• [GIVEN PASSAGE]:
:::::

Symptoms of impacted wisdom teeth

Every patient is unique, and some people don’t experience any symptoms when their wisdom teeth are impacted or causing other problems. Some of the common signs or symptoms include:

  • Bad breath
  • An unpleasant taste in your mouth that persists
  • Swelling and pain around the jawline
  • Tightness and difficulty opening your mouth
  • Tender, red, swollen, or bleeding gums

You should contact your dentist if you have any of these symptoms in the back of your mouth, behind your last molar.

What to expect when having your wisdom teeth extracted

Wisdom tooth extraction can be a very straightforward procedure, but it depends on the position and condition of the teeth that need to be removed.

Before surgery:

Your dentist or the oral surgeon will likely take x-rays to assess the roots and surrounding teeth to make a plan for extraction.

The surgeon will also discuss the types of anesthesia to use during the surgery. It is common for people to go under general anesthesia for wisdom tooth extractions, but local anesthesia is also a good option. Several factors might affect this decision, like other health concerns or potential complications.

Be sure to talk with the oral surgeon about any other health problems you might have and the medications you take regularly. It is best to avoid smoking or consuming alcohol for at least 24 hours before the procedure.

The procedure:

The entire surgery usually lasts about 45 minutes as long as there are no complications. The surgeon may need to cut the gums and bone to remove the teeth. If so, they often stitch up the wounds with dissolving stitches to speed the healing process. They may also put gauze around the wounds to absorb some of the blood.

After surgery:

Everyone has a different response to various types of anesthesia. If you received local anesthesia and you feel well enough, you may be able to drive yourself home. However, it is best to arrange to have someone drive you to and from your appointment.

Most people can return to work or school after a day or two of rest. You will likely experience mild discomfort and swelling for a few days. Don’t be surprised if there are bruises around your jaw.

The surgeon may prescribe pain medication depending on the extent of the procedure, but most people use over the counter pain medications.

It will take several weeks for your mouth to heal completely, and it may be uncomfortable at different times. You should follow your surgeon’s instructions to speed the recovery process. Often they recommend the following:

  • Use ice packs on your face to help with the swelling and bruising
  • Moist heat helps soothe your sore jaw muscles. Gently open and close your jaw to stretch your jaw muscles.

:::::

• [RECORDS SUPPLIED]:
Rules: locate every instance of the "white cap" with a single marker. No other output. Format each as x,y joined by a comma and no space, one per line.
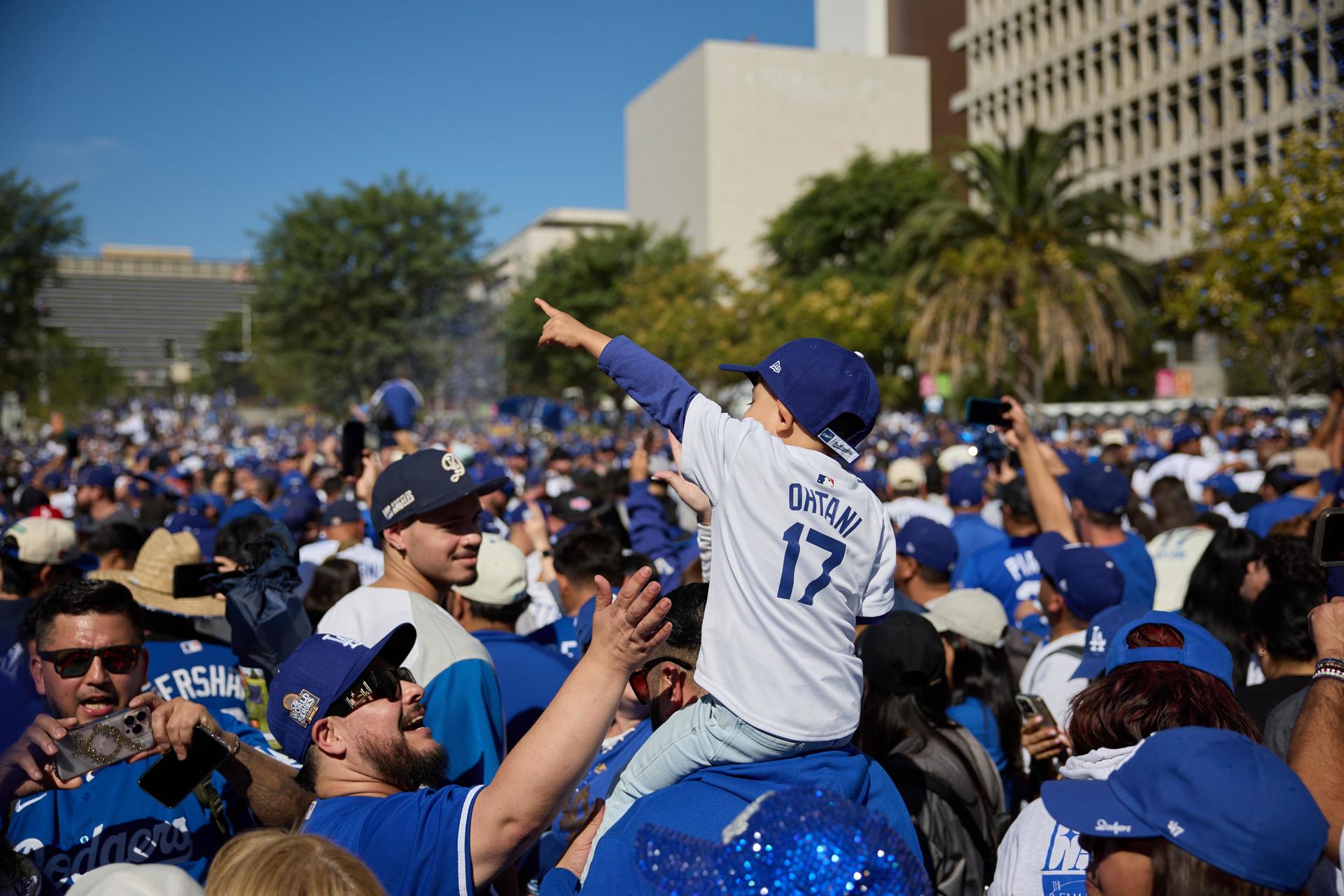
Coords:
972,613
500,573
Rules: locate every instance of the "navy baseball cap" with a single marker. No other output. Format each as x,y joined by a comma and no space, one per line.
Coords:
967,485
929,543
822,382
1100,486
1214,794
421,482
1101,633
1200,650
320,672
340,512
104,476
1085,577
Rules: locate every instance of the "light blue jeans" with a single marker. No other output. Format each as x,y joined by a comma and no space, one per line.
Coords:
704,734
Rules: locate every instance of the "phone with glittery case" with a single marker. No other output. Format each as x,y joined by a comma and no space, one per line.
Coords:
104,742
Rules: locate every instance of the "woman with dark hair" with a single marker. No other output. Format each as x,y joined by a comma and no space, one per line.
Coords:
1227,578
1282,643
1144,691
945,777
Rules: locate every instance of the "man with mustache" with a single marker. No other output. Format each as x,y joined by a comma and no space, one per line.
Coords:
425,507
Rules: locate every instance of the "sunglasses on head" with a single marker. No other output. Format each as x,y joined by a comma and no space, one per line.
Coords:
76,662
378,682
640,678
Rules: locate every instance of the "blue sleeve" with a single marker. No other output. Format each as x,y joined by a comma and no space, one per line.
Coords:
463,711
559,883
650,381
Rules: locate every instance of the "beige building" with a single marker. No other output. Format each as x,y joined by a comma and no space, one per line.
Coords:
727,137
1182,99
517,257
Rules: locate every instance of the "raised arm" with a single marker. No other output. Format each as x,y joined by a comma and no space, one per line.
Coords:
545,766
1047,498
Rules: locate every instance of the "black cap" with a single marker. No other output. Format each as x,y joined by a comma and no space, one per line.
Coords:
904,653
421,482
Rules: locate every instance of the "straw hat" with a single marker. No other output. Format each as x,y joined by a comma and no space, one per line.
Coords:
151,580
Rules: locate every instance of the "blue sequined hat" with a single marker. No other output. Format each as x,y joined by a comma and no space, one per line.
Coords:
787,844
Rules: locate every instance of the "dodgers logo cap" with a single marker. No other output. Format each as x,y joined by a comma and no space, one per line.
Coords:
1101,634
929,543
319,673
421,482
1200,650
1214,794
822,382
1100,486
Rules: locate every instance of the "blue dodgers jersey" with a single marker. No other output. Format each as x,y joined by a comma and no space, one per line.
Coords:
202,672
1138,567
530,676
109,818
416,843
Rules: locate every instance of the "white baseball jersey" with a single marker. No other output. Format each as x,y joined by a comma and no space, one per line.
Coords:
802,548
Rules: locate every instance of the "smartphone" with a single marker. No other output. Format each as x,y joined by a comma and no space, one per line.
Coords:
986,412
171,780
104,742
353,448
187,580
1031,706
1328,548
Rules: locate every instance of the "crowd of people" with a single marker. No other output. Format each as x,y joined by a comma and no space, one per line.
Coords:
815,649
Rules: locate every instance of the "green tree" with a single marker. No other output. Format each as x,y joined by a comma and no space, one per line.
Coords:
370,282
585,280
844,223
1269,272
1026,277
34,226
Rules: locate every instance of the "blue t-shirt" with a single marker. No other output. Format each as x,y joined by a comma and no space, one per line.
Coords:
974,535
530,676
109,818
705,802
562,636
1262,517
1138,567
414,843
198,671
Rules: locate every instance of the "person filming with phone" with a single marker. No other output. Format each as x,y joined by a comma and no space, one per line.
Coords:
77,789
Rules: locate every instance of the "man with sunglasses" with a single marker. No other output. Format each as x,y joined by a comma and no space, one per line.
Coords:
89,663
355,720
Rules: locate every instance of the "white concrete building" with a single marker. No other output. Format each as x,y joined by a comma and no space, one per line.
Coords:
554,229
727,137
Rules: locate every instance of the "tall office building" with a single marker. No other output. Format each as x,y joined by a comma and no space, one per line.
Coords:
1182,99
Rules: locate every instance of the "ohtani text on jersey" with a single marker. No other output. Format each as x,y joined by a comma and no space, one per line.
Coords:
841,517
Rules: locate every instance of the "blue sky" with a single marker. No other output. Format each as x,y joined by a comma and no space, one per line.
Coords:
187,124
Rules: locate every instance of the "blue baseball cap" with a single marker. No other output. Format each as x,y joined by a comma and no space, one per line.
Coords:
104,477
929,543
421,482
1214,794
320,672
820,382
1224,485
1184,433
340,512
1085,577
967,485
1101,633
1100,486
1200,650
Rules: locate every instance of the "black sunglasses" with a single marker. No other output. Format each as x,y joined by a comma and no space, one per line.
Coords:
378,682
640,678
76,662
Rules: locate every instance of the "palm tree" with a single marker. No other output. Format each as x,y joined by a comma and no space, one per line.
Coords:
1027,276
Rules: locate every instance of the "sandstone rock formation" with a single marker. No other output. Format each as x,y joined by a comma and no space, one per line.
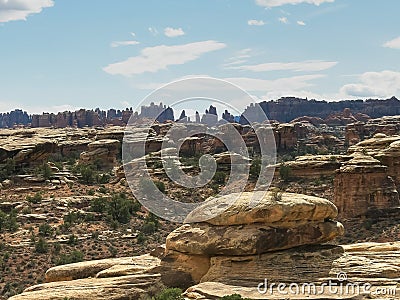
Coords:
219,260
102,153
361,184
358,131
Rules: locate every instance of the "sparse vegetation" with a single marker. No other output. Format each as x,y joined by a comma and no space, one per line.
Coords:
35,199
285,172
73,257
8,222
7,169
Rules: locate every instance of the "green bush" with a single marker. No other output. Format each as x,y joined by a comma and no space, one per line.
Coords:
35,199
255,168
141,238
160,185
148,228
45,230
233,297
219,177
7,169
8,222
41,246
169,294
285,172
74,257
119,208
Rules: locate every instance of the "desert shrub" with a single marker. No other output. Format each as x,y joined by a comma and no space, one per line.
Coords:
169,294
285,172
117,209
160,185
44,170
152,218
276,195
99,205
113,251
72,240
233,297
8,222
148,228
7,169
219,177
141,238
45,230
41,246
103,178
255,168
74,257
56,248
35,199
87,174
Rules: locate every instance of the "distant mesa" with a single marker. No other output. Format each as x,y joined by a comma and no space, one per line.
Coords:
284,109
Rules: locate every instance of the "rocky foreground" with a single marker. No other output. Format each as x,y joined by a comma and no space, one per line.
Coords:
282,239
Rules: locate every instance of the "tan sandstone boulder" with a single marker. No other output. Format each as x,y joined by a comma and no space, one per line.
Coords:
263,207
205,239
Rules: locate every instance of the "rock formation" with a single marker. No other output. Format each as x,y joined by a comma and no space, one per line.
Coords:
362,184
290,108
102,153
239,251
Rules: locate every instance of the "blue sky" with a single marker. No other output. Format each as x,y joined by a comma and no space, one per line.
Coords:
68,54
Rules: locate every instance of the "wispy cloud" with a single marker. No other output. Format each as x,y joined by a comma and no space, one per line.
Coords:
374,84
153,59
240,57
255,22
394,44
276,3
153,31
12,10
302,66
284,20
281,84
124,43
173,32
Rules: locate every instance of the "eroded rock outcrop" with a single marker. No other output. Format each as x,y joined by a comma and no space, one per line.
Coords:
361,184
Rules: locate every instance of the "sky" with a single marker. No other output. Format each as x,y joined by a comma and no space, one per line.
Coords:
58,55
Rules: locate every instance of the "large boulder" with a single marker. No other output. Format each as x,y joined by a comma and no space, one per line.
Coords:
203,239
282,210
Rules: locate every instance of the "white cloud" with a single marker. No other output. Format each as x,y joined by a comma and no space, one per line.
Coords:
284,20
173,32
153,31
153,59
275,3
124,43
282,84
374,85
11,10
255,22
394,44
302,66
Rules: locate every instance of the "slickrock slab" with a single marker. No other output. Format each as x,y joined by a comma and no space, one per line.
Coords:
205,239
216,290
87,269
125,287
303,264
378,264
238,209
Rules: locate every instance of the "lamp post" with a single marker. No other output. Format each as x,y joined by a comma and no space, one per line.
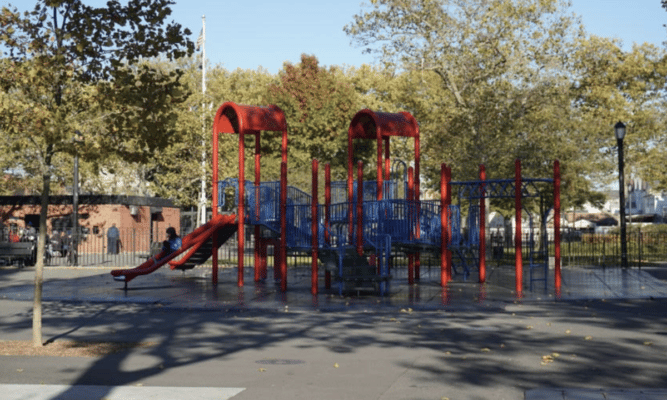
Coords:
619,131
74,245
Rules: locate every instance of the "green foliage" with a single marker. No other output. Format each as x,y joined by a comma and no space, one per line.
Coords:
69,70
319,104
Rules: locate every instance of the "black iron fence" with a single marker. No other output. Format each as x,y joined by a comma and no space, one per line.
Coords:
577,249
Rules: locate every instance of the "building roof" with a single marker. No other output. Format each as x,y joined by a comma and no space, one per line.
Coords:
88,199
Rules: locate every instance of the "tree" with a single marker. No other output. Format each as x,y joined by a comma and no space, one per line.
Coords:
484,69
319,104
69,67
610,85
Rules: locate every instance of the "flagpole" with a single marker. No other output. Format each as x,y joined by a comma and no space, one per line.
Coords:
202,194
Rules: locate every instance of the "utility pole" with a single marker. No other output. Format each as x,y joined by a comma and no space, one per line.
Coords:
201,42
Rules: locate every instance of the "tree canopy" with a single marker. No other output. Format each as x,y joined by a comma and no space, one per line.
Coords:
74,81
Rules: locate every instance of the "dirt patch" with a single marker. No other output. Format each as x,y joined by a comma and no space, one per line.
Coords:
66,348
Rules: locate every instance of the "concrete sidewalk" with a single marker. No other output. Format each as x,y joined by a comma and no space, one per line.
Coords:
468,342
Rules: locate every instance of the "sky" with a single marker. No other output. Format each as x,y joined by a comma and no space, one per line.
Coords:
266,33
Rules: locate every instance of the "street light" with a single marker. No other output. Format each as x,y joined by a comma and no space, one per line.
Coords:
619,131
74,245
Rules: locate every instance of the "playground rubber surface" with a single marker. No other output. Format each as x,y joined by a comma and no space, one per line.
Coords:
603,338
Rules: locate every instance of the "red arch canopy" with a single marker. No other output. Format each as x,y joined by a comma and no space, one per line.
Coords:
368,124
381,126
243,120
234,118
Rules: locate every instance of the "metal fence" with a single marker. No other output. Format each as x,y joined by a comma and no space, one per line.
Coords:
577,249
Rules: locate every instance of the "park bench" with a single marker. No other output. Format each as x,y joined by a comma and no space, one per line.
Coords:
20,253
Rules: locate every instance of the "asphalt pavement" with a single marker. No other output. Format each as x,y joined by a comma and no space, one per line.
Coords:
603,340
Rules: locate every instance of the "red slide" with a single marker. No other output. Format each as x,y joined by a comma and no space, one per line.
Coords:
224,224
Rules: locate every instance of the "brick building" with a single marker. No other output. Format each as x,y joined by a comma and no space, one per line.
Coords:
140,220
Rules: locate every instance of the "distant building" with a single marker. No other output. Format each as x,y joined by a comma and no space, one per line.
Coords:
141,220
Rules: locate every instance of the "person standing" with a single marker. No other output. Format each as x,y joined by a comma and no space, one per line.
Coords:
172,243
113,236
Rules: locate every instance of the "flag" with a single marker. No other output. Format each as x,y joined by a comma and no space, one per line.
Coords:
200,39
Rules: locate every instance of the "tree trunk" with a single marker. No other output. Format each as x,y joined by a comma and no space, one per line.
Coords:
39,264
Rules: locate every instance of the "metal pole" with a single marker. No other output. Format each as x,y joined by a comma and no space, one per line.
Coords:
202,193
75,213
621,199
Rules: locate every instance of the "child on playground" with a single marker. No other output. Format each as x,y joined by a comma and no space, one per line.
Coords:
172,243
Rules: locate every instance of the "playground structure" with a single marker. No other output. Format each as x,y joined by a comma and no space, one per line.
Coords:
362,225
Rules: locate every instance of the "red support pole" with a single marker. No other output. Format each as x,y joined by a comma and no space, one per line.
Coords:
315,242
283,226
379,167
214,208
360,208
449,202
258,265
411,225
445,266
557,271
482,224
350,189
387,160
418,200
518,260
241,211
327,217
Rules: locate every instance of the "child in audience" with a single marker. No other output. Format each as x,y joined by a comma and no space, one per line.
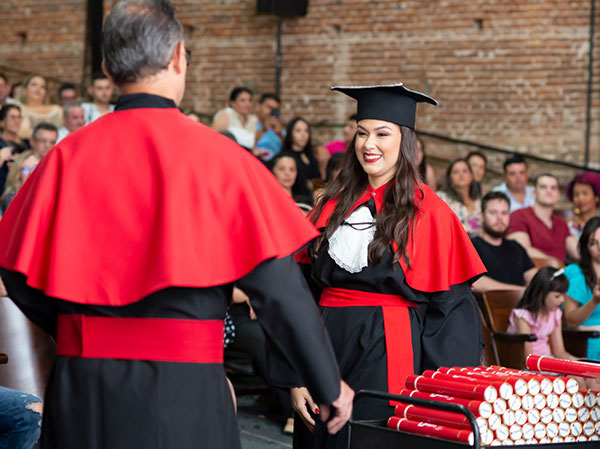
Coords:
539,313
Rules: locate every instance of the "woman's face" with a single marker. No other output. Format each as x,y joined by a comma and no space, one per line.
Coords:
460,175
12,121
377,147
594,246
29,165
584,198
477,165
300,135
285,171
35,92
242,104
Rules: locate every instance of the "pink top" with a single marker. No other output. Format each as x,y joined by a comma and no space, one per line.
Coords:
542,328
335,146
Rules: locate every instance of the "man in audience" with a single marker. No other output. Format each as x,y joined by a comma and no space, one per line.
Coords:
541,232
349,131
115,236
509,267
101,92
72,120
67,94
269,133
43,138
5,91
515,183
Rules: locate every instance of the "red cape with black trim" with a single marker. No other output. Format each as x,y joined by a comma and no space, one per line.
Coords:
141,200
440,251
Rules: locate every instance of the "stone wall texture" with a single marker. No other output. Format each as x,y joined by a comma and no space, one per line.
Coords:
507,73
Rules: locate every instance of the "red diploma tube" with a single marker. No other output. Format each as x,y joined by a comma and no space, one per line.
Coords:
464,390
432,430
478,408
440,417
560,366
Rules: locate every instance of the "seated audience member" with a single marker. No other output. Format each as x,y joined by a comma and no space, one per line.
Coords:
285,169
67,94
298,144
20,419
581,306
100,92
584,192
237,118
73,119
461,195
10,122
515,185
250,339
539,230
349,132
539,313
509,267
20,170
478,163
5,91
34,108
425,170
44,137
269,131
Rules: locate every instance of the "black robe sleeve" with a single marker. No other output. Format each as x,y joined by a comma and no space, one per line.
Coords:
36,306
293,326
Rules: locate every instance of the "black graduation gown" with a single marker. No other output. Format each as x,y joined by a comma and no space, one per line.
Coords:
445,331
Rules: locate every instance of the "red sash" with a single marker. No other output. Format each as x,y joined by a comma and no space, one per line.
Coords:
396,322
158,339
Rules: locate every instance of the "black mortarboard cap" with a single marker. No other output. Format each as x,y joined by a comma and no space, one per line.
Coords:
391,103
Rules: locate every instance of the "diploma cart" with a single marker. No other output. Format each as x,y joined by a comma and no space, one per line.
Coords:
374,434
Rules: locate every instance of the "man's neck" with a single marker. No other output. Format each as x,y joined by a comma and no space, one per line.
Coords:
494,241
543,212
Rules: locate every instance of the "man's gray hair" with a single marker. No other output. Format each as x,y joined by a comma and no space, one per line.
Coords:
139,38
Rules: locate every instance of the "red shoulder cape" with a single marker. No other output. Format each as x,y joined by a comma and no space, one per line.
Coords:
141,200
440,251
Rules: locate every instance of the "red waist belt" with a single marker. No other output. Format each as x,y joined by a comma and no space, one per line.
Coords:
396,322
159,339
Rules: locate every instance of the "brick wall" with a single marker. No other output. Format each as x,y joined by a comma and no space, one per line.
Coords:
509,73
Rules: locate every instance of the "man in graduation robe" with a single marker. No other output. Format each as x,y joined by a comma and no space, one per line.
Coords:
124,245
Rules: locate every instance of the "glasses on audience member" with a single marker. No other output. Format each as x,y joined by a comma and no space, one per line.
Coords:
28,170
360,226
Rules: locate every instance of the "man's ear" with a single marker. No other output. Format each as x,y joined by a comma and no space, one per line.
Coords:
179,58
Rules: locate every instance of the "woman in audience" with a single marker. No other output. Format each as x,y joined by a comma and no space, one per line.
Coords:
478,163
383,266
285,169
10,122
584,192
34,107
538,312
581,305
425,170
20,170
237,118
298,144
461,195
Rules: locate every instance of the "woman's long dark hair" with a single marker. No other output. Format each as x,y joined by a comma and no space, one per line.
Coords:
289,140
591,279
542,283
473,193
399,208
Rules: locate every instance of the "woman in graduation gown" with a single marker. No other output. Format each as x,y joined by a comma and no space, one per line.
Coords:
392,266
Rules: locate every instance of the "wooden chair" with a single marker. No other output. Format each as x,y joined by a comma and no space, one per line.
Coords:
497,305
30,351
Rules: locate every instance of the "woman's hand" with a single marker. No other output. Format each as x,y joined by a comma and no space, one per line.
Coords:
301,401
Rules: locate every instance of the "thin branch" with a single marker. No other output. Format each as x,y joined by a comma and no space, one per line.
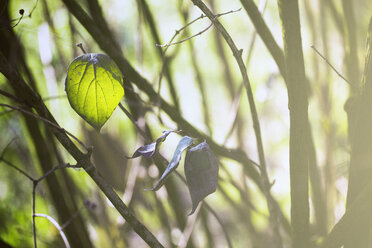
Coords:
208,207
55,223
333,68
273,208
16,168
60,166
201,32
129,115
10,96
34,184
187,231
47,122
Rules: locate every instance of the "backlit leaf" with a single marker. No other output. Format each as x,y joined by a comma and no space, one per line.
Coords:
94,87
201,170
184,143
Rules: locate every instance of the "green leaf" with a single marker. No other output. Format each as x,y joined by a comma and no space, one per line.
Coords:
183,144
149,150
94,87
201,170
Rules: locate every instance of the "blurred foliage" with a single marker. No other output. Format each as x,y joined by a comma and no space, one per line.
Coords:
49,36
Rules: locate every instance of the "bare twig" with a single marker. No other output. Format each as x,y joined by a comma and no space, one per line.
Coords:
273,208
189,228
193,36
80,45
55,223
47,122
333,68
129,115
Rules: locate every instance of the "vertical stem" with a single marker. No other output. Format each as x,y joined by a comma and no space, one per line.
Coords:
298,104
34,183
351,43
273,208
360,160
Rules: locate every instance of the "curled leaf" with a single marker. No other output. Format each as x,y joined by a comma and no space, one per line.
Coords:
94,87
183,144
201,170
149,150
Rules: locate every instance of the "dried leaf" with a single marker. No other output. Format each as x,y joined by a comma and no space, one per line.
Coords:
201,170
184,143
149,150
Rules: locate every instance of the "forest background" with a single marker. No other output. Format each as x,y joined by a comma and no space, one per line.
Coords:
280,90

:::::

• [USING THE INFORMATION]:
A – Answer each question from the wisdom teeth text:
(i) How long does the surgery usually last when there are no complications?
(ii) For at least how long before the procedure should a patient avoid smoking or drinking alcohol?
(iii) After how much rest can most people return to work or school?
B – List every common sign or symptom of impacted wisdom teeth that the wisdom teeth text names.
C – Resume the wisdom teeth text after its last sentence, "Gently open and close your jaw to stretch your jaw muscles."
The data plays no part in what follows here.

• [ANSWERS TO EACH TASK]:
A –
(i) About 45 minutes.
(ii) At least 24 hours.
(iii) A day or two.

B –
- Bad breath
- An unpleasant taste in your mouth that persists
- Swelling and pain around the jawline
- Tightness and difficulty opening your mouth
- Tender, red, swollen, or bleeding gums

C –
  • Drink plenty of water and fluids and eat only soft foods for the first few days, like rice, applesauce, mashed potatoes, pasta, or soup.
  • It is generally safe to begin brushing your teeth after the second day. Be careful not to brush the scabs or stitches.
  • Avoid drinking through a straw because sucking may cause blood clots to break loose and re-open the wounds.
  • Your doctor may recommend rinsing your mouth with salt water or a prescription mouthwash. Don’t rinse too harshly as this might cause the blood clots to break loose.
  • Avoid hard, sticky, or crunchy foods that might be too abrasive against your wounds.

Potential complications

Complications from wisdom tooth extractions are usually not serious and often happen because the patient did not follow the doctor’s instructions.

Dry socket: dry socket develops when a blood clot does not form properly over the opening where the wisdom tooth was removed. This typically happens when a patient rinses their mouth too soon or to rigorously after surgery. Using a straw can also cause dry socket because the sucking action can break the blood clot. Smoking can also cause dry socket.

Fractured maxillary tuberosity or lower jaw: Occasionally, removing wisdom teeth causes a fracture in the maxillary tuberosity, located just behind the upper wisdom teeth. In rare cases, a fracture in the lower jaw can occur during or after surgery.

Nerve damage: In rare cases, some of the nerves in surrounding teeth become damaged as the wisdom tooth is removed. This can cause numbness or paralysis in the lip, cheek, or tongue.

Contact the oral surgeon or your dentist immediately if you believe you have dry socket or infection.